▶ [TEXT SECTION]
---------------

Further, cooperating cloth strips 58 and 60 and cooperating cloth strips 62 and 64 are stitched to the outer layer 28 proximate opposite side edges of the garment 20. The strips 58 and 60 include cooperating loop and hook strips 68 and 70 and the strips 62 and 64 include cooperating loop and hook strips 72 and 74. The strips 58 and 60 and the strips 62 and 64 can be easily separated and connected together in a convenient manner to connect the garment 20 to a stroller pole, wagon support, or the like to attach the garment 20 to these structures. FIG. 2(a) shows the strips 58 and 60 attached to each other around the stroller rod 14.

Any suitable mechanism for attaching the garment 20 to the stroller or wagon can be used within the scope of the present invention. Alternately, a flap 76 can be sewn in the outer panel 28 to accommodate a stroller support bar or strap that can be slid through the flap 76 to secure the garment 20 to the stroller 12.

FIG. 4 is perspective view of another garment 80 of the type discussed above, that includes a zipper 82 along one side edge where the seams 32 and 36 were previously provided. The zipper 82 can be stitched to both the inner and outer panels 28 and 30 to further extend the size of the opening 24 along a side of the garment 80. The zipper 82 can be extended around the bottom edge at seams 34 and 38 of the garment 80 in a sleeping bag like manner to allow the garment 80 to be unzipped into an entirely flat configuration to be used as a blanket.

Also, a hole 84 can be cut out of the inner panel 28 and the outer panel 30 on one side of the garment 80, and the inner and outer panels 28 and 30 can be sewn together around the edges of the hole 84. Likewise, a cooperating hole (not shown) can be cut out of the inner panel 28 and the outer panel 30 on the other side of the garment 80, and the inner and outer panels 28 and 30 can be sewn together around the edges of that hole so that both of the holes align with each other. Therefore, a strap or the like can be extended completely through the garment 80 to secure the garment 80 with the child therein to the stroller or other vehicle. In an alternate embodiment, the garment 80 could be used for a person in a wheelchair, where the holes 84 would accommodate security straps for the wheelchair, such as three interlocking straps. In this design, the child or person in the garment 80 would have his or her legs extending on both sides of the hole 84 and the support strap extending therethrough.

---------------

▶ [DATA RECORDS]
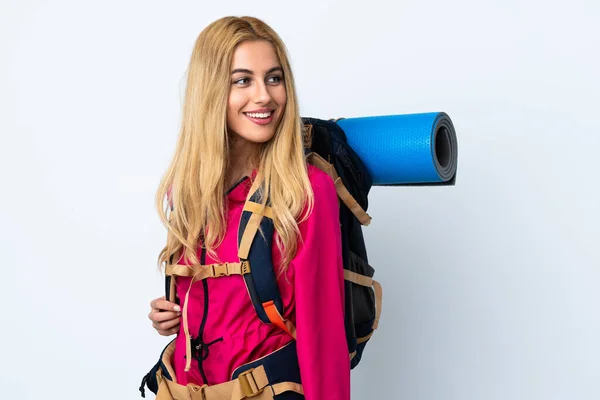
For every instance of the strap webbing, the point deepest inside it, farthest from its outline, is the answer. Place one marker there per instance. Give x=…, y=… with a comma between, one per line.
x=276, y=318
x=341, y=190
x=364, y=280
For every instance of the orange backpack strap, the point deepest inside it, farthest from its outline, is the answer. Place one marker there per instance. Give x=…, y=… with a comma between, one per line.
x=255, y=240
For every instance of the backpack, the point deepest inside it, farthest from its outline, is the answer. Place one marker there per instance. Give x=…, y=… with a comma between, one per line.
x=326, y=148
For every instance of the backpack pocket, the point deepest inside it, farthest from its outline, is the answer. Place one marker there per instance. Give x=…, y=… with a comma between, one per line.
x=361, y=296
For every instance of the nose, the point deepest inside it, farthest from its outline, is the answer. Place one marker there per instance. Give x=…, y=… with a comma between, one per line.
x=261, y=93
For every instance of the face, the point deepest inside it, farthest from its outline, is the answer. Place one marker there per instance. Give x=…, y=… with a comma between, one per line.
x=257, y=95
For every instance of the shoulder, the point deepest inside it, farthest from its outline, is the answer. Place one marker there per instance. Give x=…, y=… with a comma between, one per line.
x=322, y=184
x=325, y=199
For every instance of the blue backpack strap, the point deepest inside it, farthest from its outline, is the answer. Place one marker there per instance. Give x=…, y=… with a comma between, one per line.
x=255, y=238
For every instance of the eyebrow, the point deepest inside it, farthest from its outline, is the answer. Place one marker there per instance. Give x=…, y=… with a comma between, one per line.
x=247, y=71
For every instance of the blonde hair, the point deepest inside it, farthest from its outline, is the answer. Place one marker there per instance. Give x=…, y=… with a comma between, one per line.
x=195, y=178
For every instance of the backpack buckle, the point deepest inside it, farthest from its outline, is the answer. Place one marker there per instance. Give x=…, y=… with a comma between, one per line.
x=248, y=384
x=245, y=267
x=220, y=270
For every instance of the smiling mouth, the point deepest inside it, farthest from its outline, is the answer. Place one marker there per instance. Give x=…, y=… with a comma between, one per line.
x=259, y=115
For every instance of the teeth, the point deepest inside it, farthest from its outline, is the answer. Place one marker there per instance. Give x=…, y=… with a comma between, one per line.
x=259, y=115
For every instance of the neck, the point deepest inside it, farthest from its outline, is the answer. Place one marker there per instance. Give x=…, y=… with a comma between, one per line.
x=240, y=157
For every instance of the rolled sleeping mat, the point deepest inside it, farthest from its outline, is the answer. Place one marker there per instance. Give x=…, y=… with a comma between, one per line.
x=405, y=150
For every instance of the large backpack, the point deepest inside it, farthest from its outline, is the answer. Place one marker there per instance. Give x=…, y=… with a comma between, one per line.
x=326, y=148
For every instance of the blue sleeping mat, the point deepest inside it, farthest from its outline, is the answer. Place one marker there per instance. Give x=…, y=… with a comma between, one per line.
x=410, y=149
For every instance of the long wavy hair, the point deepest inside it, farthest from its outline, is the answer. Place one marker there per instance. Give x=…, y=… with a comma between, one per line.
x=194, y=181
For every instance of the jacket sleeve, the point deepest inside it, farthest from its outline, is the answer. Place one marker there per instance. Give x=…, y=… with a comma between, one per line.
x=319, y=297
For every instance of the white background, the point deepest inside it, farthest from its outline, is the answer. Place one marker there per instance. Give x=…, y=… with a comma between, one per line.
x=491, y=286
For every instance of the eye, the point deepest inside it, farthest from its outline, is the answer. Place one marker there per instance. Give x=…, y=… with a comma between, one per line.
x=241, y=81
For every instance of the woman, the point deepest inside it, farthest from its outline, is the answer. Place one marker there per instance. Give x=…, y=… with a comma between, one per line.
x=241, y=132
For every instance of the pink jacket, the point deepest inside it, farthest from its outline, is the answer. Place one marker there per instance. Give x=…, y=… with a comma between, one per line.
x=312, y=291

---------------

▶ [SHORT EXERCISE 1] Condense the paragraph of the stroller garment description that begins "FIG. 4 is perspective view of another garment 80" into a short bulleted list that keeps its main facts.
▶ [SHORT EXERCISE 2] Write a continuation of the stroller garment description that picks up after its final sentence.

▶ [ANSWER 1]
- FIG. 4 shows garment 80, which has a zipper 82 along one side edge where seams 32 and 36 were previously provided.
- The zipper 82 can be stitched to both the inner and outer panels 28 and 30, further extending the opening 24 along a side of the garment.
- The zipper can also run around the bottom edge at seams 34 and 38, like a sleeping bag, so the garment unzips into a flat configuration for use as a blanket.

▶ [ANSWER 2]
Various techniques can be used to sew the panels 28 and 30 together, and hold the batting 26 therebetween, within the scope of the invention. In one embodiment, the outer panel 28 is 231/4 inches wide and 31 inches long, the inner panel 30 is 25 inches wide and 29 inches long, and the batting is 24 inches wide and 29 inches long. The panel 28 is folded lengthwise, inside-out, and stitched using a zig-zag stitch along its respective length and width to form the seams 32 and 34. The panel 28 is stitched again along the seams 32 and 34 using a straight stitch. The panel 30 is also folded in the same manner and the seams 36 and 38 are sewn using the zig-zag and straight stitch. Both of the panels 28 and 30 are sewn so that three-quarters of an inch (3/4") are left at the top of their lengths to form the section 42. Next, the panel 28 is laid on top of the panel 30 so that the bottom edges of the panels 28 and 30 are aligned. The panels 28 and 30 are then stitched together using a straight stitch, at a certain number of predetermined locations to anchor the panels 28 and 30 together.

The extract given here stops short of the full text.